> _GOAL_:
Rewrite every row below with "A sample in the expected format" changed to "An example of the required format" and everything else left as it is, and leave out the pictures.

####################

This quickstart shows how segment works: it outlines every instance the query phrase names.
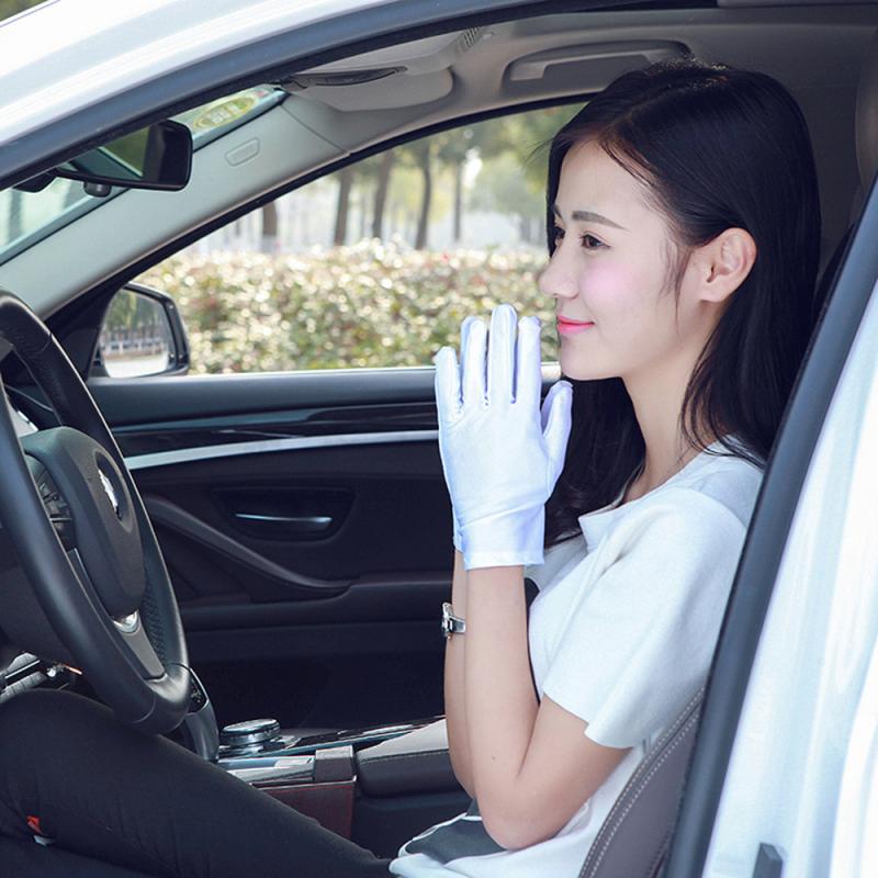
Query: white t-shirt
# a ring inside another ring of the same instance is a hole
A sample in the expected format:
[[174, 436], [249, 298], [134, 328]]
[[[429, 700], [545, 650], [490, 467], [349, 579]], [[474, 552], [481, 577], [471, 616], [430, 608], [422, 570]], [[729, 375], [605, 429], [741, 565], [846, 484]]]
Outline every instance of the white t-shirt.
[[576, 878], [631, 774], [707, 677], [761, 482], [742, 458], [702, 451], [642, 497], [618, 506], [622, 492], [582, 516], [583, 538], [525, 569], [540, 589], [528, 622], [539, 698], [631, 752], [551, 838], [507, 851], [473, 802], [404, 844], [393, 875]]

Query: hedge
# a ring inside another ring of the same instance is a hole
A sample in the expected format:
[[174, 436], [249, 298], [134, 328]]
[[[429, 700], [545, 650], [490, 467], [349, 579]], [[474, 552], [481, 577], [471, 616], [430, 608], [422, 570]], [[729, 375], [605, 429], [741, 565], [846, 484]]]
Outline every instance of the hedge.
[[191, 371], [429, 365], [459, 345], [469, 314], [500, 302], [543, 322], [543, 360], [555, 360], [553, 302], [537, 291], [537, 251], [418, 251], [363, 240], [307, 255], [176, 256], [138, 278], [173, 296], [191, 345]]

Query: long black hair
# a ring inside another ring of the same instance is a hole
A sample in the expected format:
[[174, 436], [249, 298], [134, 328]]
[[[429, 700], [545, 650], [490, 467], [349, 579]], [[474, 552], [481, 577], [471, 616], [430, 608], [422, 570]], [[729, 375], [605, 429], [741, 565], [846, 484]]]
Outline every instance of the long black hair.
[[[801, 110], [769, 76], [694, 58], [623, 74], [552, 139], [550, 255], [561, 162], [586, 139], [633, 175], [667, 221], [667, 286], [677, 299], [694, 248], [727, 228], [753, 236], [755, 262], [695, 364], [679, 424], [693, 448], [719, 437], [727, 453], [764, 464], [820, 304], [820, 202]], [[547, 545], [581, 533], [576, 519], [615, 500], [645, 451], [620, 378], [566, 380], [573, 427], [547, 504]]]

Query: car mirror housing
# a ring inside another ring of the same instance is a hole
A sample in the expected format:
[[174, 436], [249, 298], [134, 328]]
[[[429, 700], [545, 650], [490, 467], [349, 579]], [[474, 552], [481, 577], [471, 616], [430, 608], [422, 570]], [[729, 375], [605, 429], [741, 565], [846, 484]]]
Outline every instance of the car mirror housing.
[[109, 194], [111, 187], [178, 190], [191, 172], [192, 134], [180, 122], [166, 120], [89, 149], [15, 189], [40, 191], [64, 177], [82, 181], [89, 194], [99, 196]]

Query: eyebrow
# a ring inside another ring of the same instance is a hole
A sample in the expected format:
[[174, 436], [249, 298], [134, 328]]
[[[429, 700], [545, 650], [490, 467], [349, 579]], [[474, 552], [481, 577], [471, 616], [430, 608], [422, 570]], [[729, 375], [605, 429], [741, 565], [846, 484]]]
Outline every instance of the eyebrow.
[[[552, 205], [552, 213], [559, 218], [563, 219], [564, 217], [561, 216], [561, 211], [558, 210], [558, 204]], [[571, 214], [574, 222], [578, 223], [603, 223], [605, 226], [612, 226], [614, 228], [621, 228], [622, 232], [626, 232], [624, 226], [620, 226], [618, 223], [614, 223], [612, 219], [607, 218], [606, 216], [601, 216], [599, 213], [594, 213], [593, 211], [574, 211]]]

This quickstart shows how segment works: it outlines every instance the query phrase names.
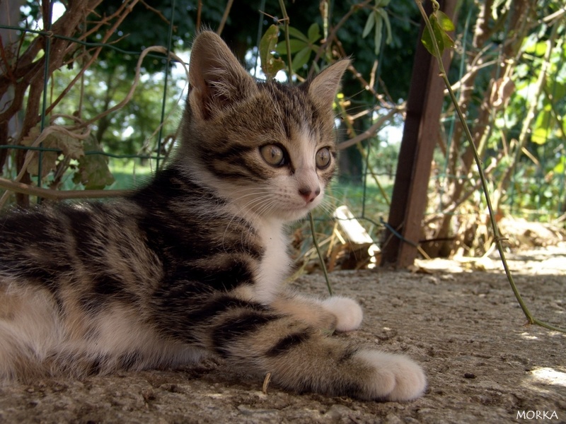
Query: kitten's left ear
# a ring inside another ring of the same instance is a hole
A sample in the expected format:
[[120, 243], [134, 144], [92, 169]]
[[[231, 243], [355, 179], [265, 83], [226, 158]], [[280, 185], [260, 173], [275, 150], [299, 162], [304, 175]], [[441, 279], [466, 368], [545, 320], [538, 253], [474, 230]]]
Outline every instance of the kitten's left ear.
[[308, 83], [308, 94], [320, 107], [332, 107], [334, 98], [340, 86], [340, 80], [349, 65], [350, 60], [347, 59], [337, 61]]

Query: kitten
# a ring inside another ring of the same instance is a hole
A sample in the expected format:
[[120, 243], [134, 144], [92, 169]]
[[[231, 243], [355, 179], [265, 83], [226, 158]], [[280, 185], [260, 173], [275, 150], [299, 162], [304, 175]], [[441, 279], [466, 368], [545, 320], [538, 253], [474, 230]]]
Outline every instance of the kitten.
[[256, 83], [214, 33], [195, 40], [180, 146], [119, 201], [0, 218], [0, 379], [225, 358], [296, 391], [404, 401], [424, 375], [330, 334], [354, 300], [284, 287], [285, 223], [320, 203], [335, 170], [341, 61], [299, 87]]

####################

> _RESULT OF THIS TASK_:
This quickstart shows how segment works: it outlines every instance the query phrase names.
Query: white t-shirt
# a ring inside another ring of the same instance is a hole
An example of the required format:
[[174, 436], [249, 298], [134, 328]]
[[[429, 700], [545, 650], [490, 467], [349, 579]], [[474, 552], [481, 577], [471, 616], [430, 608], [422, 570]], [[729, 375], [605, 429], [741, 565], [846, 484]]]
Outline every instance of the white t-shirt.
[[576, 878], [631, 774], [707, 677], [761, 482], [742, 458], [702, 451], [642, 497], [618, 506], [622, 492], [582, 516], [583, 538], [525, 569], [540, 589], [528, 622], [539, 698], [631, 752], [551, 838], [507, 851], [473, 802], [404, 844], [393, 875]]

Query: hedge
# a ring inside another ring of the same instance is a hole
An example of the required format:
[[174, 436], [249, 298], [134, 328]]
[[[429, 700], [545, 650], [490, 467], [349, 579]], [[474, 552], [481, 577], [471, 616], [430, 608], [422, 570]], [[729, 375], [605, 429], [741, 565], [846, 484]]]
Outline every instance of the hedge.
[[191, 371], [429, 365], [459, 345], [469, 314], [500, 302], [543, 322], [543, 360], [555, 360], [553, 302], [537, 291], [537, 251], [418, 251], [363, 240], [307, 255], [176, 256], [138, 278], [173, 296], [191, 345]]

Query: long black hair
# a ring inside another ring of the same instance is a hole
An example of the required format:
[[174, 436], [249, 298], [134, 328]]
[[[429, 700], [545, 650], [490, 467], [349, 579]], [[474, 552], [481, 577], [471, 616], [430, 608], [422, 570]], [[729, 375], [605, 429], [741, 565], [846, 484]]]
Outline every instance of the long black hair.
[[[801, 110], [769, 76], [694, 58], [623, 74], [552, 139], [550, 255], [561, 162], [586, 139], [633, 175], [667, 221], [667, 286], [677, 299], [694, 248], [727, 228], [753, 236], [755, 262], [695, 364], [679, 424], [693, 448], [719, 437], [727, 453], [764, 464], [820, 304], [820, 202]], [[547, 545], [581, 533], [576, 519], [615, 500], [645, 451], [620, 378], [566, 380], [573, 427], [547, 504]]]

Query: car mirror housing
# a ring inside another ring of the same instance is a hole
An example of the required format:
[[174, 436], [249, 298], [134, 328]]
[[[429, 700], [545, 650], [490, 467], [349, 579]], [[474, 552], [481, 577], [471, 616], [430, 608], [422, 570]], [[729, 375], [605, 429], [741, 565], [846, 484]]]
Outline every instance of the car mirror housing.
[[109, 194], [111, 187], [178, 190], [191, 172], [192, 134], [180, 122], [166, 120], [89, 149], [15, 189], [40, 191], [64, 177], [82, 181], [89, 194], [99, 196]]

Query: eyebrow
# a ring inside another ring of the same instance is a hole
An example of the required format:
[[174, 436], [249, 298], [134, 328]]
[[[429, 700], [545, 650], [490, 467], [349, 579]], [[474, 552], [481, 577], [471, 616], [430, 608], [422, 570]], [[729, 375], [605, 429], [741, 565], [846, 484]]]
Outline every instance of the eyebrow.
[[[552, 205], [552, 213], [559, 218], [563, 219], [564, 217], [561, 216], [561, 211], [558, 210], [558, 204]], [[571, 214], [574, 222], [578, 223], [603, 223], [605, 226], [612, 226], [614, 228], [621, 228], [622, 232], [626, 232], [624, 226], [620, 226], [618, 223], [614, 223], [612, 219], [607, 218], [606, 216], [601, 216], [599, 213], [594, 213], [593, 211], [574, 211]]]

This quickstart shows how segment works: it outlines every instance the query phrase names.
Query: kitten's left ear
# a ring inside another ring of the same instance is a hole
An example of the required format:
[[120, 243], [134, 144], [92, 169]]
[[[231, 243], [355, 179], [265, 83], [226, 158]], [[280, 185], [260, 173], [275, 150], [299, 162], [304, 175]], [[441, 279], [466, 368], [545, 320], [538, 253], [474, 230]]]
Outline every instance of the kitten's left ear.
[[308, 83], [308, 94], [320, 107], [332, 107], [334, 98], [340, 86], [340, 80], [349, 65], [350, 60], [347, 59], [337, 61]]

Query: kitten
# a ring inside another ring of the same instance is a hole
An example of the required format:
[[120, 243], [134, 144], [92, 169]]
[[[231, 243], [355, 179], [265, 83], [226, 158]], [[280, 185], [260, 173], [275, 150], [299, 162], [304, 175]], [[441, 279], [466, 368], [545, 320], [538, 253], [474, 230]]]
Outline every instance of the kitten.
[[256, 83], [214, 33], [195, 40], [180, 146], [119, 201], [0, 218], [0, 379], [225, 358], [296, 391], [404, 401], [424, 375], [330, 334], [354, 300], [284, 287], [285, 223], [320, 203], [335, 170], [341, 61], [299, 87]]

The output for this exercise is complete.